■ **Exercise description**: Below is a listing; reproduce each line of it exactly.

■ **Records for this task**:
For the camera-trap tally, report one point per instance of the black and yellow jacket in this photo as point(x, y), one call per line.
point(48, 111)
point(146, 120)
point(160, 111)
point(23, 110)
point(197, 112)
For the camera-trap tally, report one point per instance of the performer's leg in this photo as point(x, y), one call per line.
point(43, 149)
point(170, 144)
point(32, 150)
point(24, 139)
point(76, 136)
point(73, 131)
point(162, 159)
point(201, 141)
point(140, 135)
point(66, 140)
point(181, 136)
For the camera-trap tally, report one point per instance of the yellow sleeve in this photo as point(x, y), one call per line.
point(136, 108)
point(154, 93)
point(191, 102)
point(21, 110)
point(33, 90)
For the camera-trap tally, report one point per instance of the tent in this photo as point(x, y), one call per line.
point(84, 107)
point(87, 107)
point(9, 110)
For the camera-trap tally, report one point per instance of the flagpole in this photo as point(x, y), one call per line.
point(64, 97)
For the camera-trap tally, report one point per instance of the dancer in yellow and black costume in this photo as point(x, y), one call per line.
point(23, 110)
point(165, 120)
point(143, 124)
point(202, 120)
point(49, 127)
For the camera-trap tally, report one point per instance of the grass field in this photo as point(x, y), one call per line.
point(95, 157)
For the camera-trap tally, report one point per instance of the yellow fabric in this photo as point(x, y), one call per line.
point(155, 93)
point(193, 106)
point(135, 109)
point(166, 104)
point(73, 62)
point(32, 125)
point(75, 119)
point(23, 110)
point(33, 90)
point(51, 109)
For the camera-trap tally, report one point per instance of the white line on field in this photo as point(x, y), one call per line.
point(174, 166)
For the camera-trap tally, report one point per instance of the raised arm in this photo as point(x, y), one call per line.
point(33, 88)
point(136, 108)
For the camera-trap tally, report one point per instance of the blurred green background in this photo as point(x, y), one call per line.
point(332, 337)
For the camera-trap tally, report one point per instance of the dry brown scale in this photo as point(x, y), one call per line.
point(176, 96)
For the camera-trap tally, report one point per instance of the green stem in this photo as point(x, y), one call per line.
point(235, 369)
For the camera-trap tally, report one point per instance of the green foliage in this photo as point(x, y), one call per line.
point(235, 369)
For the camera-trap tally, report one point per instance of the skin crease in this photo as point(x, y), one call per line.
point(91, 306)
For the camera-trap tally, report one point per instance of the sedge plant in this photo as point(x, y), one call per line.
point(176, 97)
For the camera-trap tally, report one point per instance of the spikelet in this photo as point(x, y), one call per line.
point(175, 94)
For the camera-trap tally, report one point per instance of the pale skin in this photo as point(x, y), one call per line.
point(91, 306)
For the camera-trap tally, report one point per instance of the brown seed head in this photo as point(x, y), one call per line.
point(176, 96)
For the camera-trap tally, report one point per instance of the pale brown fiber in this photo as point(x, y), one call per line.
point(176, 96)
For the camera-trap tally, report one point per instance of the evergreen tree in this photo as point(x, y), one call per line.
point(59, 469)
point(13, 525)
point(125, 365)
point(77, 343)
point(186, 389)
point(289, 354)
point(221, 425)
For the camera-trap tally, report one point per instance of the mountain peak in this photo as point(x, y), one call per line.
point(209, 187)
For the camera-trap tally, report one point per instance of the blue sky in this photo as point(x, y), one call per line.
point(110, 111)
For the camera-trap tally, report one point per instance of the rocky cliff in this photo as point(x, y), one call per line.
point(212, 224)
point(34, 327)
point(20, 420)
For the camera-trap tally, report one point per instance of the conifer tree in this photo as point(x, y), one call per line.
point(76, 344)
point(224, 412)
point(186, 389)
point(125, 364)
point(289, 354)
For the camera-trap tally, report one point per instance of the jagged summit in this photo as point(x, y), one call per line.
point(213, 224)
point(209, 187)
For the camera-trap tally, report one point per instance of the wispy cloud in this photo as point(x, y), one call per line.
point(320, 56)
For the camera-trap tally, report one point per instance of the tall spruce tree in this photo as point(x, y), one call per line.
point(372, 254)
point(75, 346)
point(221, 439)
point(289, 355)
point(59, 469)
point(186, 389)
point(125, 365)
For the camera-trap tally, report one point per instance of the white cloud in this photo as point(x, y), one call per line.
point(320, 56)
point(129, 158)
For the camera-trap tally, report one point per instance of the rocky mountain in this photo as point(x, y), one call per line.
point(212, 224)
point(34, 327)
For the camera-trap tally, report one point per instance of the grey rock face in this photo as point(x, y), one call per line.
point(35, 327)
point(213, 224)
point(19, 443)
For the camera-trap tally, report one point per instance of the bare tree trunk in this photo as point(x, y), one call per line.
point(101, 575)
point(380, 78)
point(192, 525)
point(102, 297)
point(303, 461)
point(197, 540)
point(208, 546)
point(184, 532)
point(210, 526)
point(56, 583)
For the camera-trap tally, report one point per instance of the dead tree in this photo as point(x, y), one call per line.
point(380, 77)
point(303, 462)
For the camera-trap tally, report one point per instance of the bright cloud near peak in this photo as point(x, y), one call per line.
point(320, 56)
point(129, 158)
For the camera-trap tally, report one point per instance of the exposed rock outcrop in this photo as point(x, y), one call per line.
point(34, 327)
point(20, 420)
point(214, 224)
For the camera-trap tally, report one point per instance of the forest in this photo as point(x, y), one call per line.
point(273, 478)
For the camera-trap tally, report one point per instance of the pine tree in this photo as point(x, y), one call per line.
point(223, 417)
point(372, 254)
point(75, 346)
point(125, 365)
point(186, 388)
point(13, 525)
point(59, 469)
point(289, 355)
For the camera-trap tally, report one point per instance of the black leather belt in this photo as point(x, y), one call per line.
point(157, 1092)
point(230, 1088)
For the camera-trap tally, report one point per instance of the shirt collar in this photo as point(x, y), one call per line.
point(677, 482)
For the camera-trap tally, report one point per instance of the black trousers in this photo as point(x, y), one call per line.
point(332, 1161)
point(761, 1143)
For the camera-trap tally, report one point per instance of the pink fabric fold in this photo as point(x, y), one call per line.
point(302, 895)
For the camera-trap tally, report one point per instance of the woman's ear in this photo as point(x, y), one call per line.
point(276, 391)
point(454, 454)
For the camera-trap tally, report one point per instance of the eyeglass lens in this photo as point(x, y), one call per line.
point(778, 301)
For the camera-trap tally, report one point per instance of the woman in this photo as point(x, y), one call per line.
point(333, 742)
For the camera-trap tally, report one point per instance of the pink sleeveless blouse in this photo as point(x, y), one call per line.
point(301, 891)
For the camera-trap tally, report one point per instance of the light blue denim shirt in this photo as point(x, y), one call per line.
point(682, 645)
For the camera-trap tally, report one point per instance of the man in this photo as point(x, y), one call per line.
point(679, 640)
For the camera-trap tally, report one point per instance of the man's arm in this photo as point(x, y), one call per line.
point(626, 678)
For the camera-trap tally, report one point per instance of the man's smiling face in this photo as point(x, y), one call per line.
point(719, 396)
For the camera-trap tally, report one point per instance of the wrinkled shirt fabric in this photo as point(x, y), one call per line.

■ **Response to this exercise**:
For the camera-trap tally, report one point per instance of the black and yellow jacket in this photo as point(x, y), one call per line.
point(48, 111)
point(146, 120)
point(160, 111)
point(23, 110)
point(197, 112)
For the camera-trap tally, report one point per instance of the performer's leg in this photo as point(x, y), one call per line.
point(43, 149)
point(170, 144)
point(32, 150)
point(24, 139)
point(76, 136)
point(73, 131)
point(162, 159)
point(201, 141)
point(140, 135)
point(66, 140)
point(181, 136)
For the camera-trap tally, report one point per instance of the yellow sleeve in this photo as point(x, y), one call per line.
point(136, 108)
point(154, 93)
point(191, 102)
point(21, 110)
point(33, 90)
For the camera-trap tally, report one point per instance of the tent in this photo as point(x, y), one call per line.
point(84, 107)
point(87, 107)
point(9, 110)
For the camera-trap tally, report one point per instance of the flagpole in this photo as point(x, y), one call per line.
point(64, 97)
For the camera-trap tally, report one point per instance of the dancer in yellow and black costume in this photo as point(x, y), one call per line.
point(23, 110)
point(165, 120)
point(143, 124)
point(202, 120)
point(49, 127)
For the camera-trap tally, report one point per instance of the grass field in this photo as point(x, y), one call per line.
point(95, 157)
For the camera-trap tally, report one point per instance of the yellow fabric in this photo as point(x, y), one call per line.
point(155, 93)
point(193, 106)
point(135, 109)
point(166, 104)
point(73, 62)
point(32, 125)
point(75, 119)
point(23, 110)
point(33, 90)
point(51, 109)
For the camera-trap tally, report one point per instance of the white line on field in this photo as point(x, y), one call per line.
point(174, 166)
For the camera-trap tally, report one point per instance of the raised arm in this photo as point(x, y), one call per line.
point(33, 88)
point(136, 108)
For the camera-trap tally, report one point per instance of the blurred green background in this photo as point(x, y), one call per line.
point(332, 337)
For the camera-trap tally, report one point per instance of the dry brown scale in this photo as point(x, y), one call per line.
point(176, 96)
For the camera-trap tally, report one point per instance of the green stem in this photo as point(x, y), one call per line.
point(235, 369)
For the camera-trap tally, report one point per instance of the green foliage in this photo as point(x, y), one call per line.
point(235, 369)
For the camera-trap tally, report one point per instance of the skin crease in this photo as point(x, y), one call per line.
point(91, 306)
For the camera-trap tally, report one point per instance of the sedge plant in this photo as point(x, y), one call per line.
point(176, 97)
For the camera-trap tally, report one point per instance of the spikelet in this photo as point(x, y), one call per line.
point(175, 94)
For the camera-trap tally, report one point per instance of the pale skin in this photo as point(x, y), one call per line.
point(91, 306)
For the camera-trap tally, report one point per instance of the brown seed head in this photo as point(x, y), one call per line.
point(176, 96)
For the camera-trap tally, report one point per instance of the pale brown fiber in this photo as point(x, y), one call per line.
point(176, 96)
For the camera-trap tally, report one point per instance of the evergreen tree in this photo as point(x, y), one call per line.
point(59, 469)
point(13, 525)
point(125, 365)
point(77, 343)
point(186, 389)
point(289, 354)
point(221, 425)
For the camera-trap tally, report one point per instance of the mountain peak in this photo as point(x, y), one call per line.
point(209, 187)
For the camera-trap tally, report one point per instance of the blue sky in this photo as point(x, y), one call per line.
point(110, 111)
For the camera-trap tally, report one point per instance of the rocky cliff in this photo as point(x, y), one call per line.
point(212, 224)
point(34, 327)
point(20, 420)
For the camera-trap tally, report one point per instance of the conifer tree in this photo as point(x, y), one call per line.
point(76, 344)
point(224, 412)
point(186, 389)
point(125, 364)
point(289, 354)
For the camera-trap tally, report one point per instance of the jagged summit in this photo as point(x, y), one call per line.
point(213, 224)
point(209, 187)
For the camera-trap tally, report one point per instance of the wispy cloud in this photo as point(x, y), one call per line.
point(320, 56)
For the camera-trap tally, report one point per instance of the tall spruce tree in this photo as point(x, y), one call per line.
point(372, 254)
point(75, 346)
point(221, 439)
point(289, 355)
point(59, 469)
point(186, 389)
point(125, 365)
For the camera-trap tally, report one point per instance of the white cloud in this photo as point(x, y), one call per line.
point(320, 56)
point(129, 158)
For the camera-trap tally, report one point per instance of the rocky mountain in this photo as point(x, y), one call per line.
point(212, 224)
point(34, 327)
For the camera-trap tally, report one point per instance of the grey rock face in this photo as point(x, y), one call per line.
point(35, 327)
point(213, 224)
point(19, 443)
For the camera-trap tally, report one point per instance of the bare tree trunk in this photo as point(x, y), one call per line.
point(101, 575)
point(380, 78)
point(192, 525)
point(102, 297)
point(303, 461)
point(197, 540)
point(208, 546)
point(184, 532)
point(210, 526)
point(56, 583)
For the camera-trap tally, report one point per instance of the dead tree in this photo as point(x, y), one call per line.
point(380, 77)
point(303, 462)
For the camera-trap tally, report one point per instance of the bright cloud near peak in this photo as point(x, y), one call per line.
point(320, 56)
point(129, 158)
For the camera-trap tally, report one point per instance of the exposed rock outcrop in this photo as point(x, y), one call per line.
point(34, 327)
point(20, 420)
point(214, 224)
For the camera-trap tally, report one point per instance of the forest in this photo as point(x, y), one call per line.
point(273, 478)
For the camera-trap tally, report one point per instance of the pine tree in this photo as point(x, y), one call per line.
point(223, 417)
point(372, 254)
point(75, 346)
point(125, 365)
point(186, 388)
point(13, 525)
point(59, 469)
point(289, 355)
For the camera-trap tally, report one point per instance of the black leather belt in this photo as point(x, y), one call per line.
point(157, 1092)
point(230, 1088)
For the camera-trap tally, report one point per instance of the shirt collar in this photo as point(x, y), one call per line.
point(677, 482)
For the camera-trap tally, report one point per instance of the black trousers in this photo as point(x, y), one call per line.
point(332, 1161)
point(761, 1143)
For the camera-trap tally, report one point per instance of the pink fabric fold in this photo as point(x, y), one call per line.
point(302, 895)
For the camera-trap tally, report one point per instance of the woman's ear in this photo as point(x, y), one call per line.
point(276, 391)
point(454, 454)
For the camera-trap tally, report one point per instance of the eyeglass lens in this photo as point(x, y), one call per line.
point(778, 301)
For the camera-trap tally, report one point per instance of the woman in this photo as point(x, y), one call per line.
point(333, 742)
For the camera-trap tally, report one point per instance of the pink sleeveless blouse in this photo as point(x, y), one call per line.
point(301, 891)
For the camera-trap tally, report one point per instance of the light blue denim shirt in this photo as point(x, y), one call per line.
point(682, 645)
For the camera-trap tally, report one point per instance of the man in this photo as point(x, y), one call per line.
point(679, 640)
For the camera-trap tally, report one point per instance of the man's arm in this photo as point(x, y), one call per line.
point(626, 678)
For the camera-trap tally, report one point per instance of the man's smiling face in this photo as point(x, y), one call per line.
point(719, 396)
For the camera-trap tally, report one point per instance of the wrinkled shirt fabric in this photo as point(x, y), one call per line.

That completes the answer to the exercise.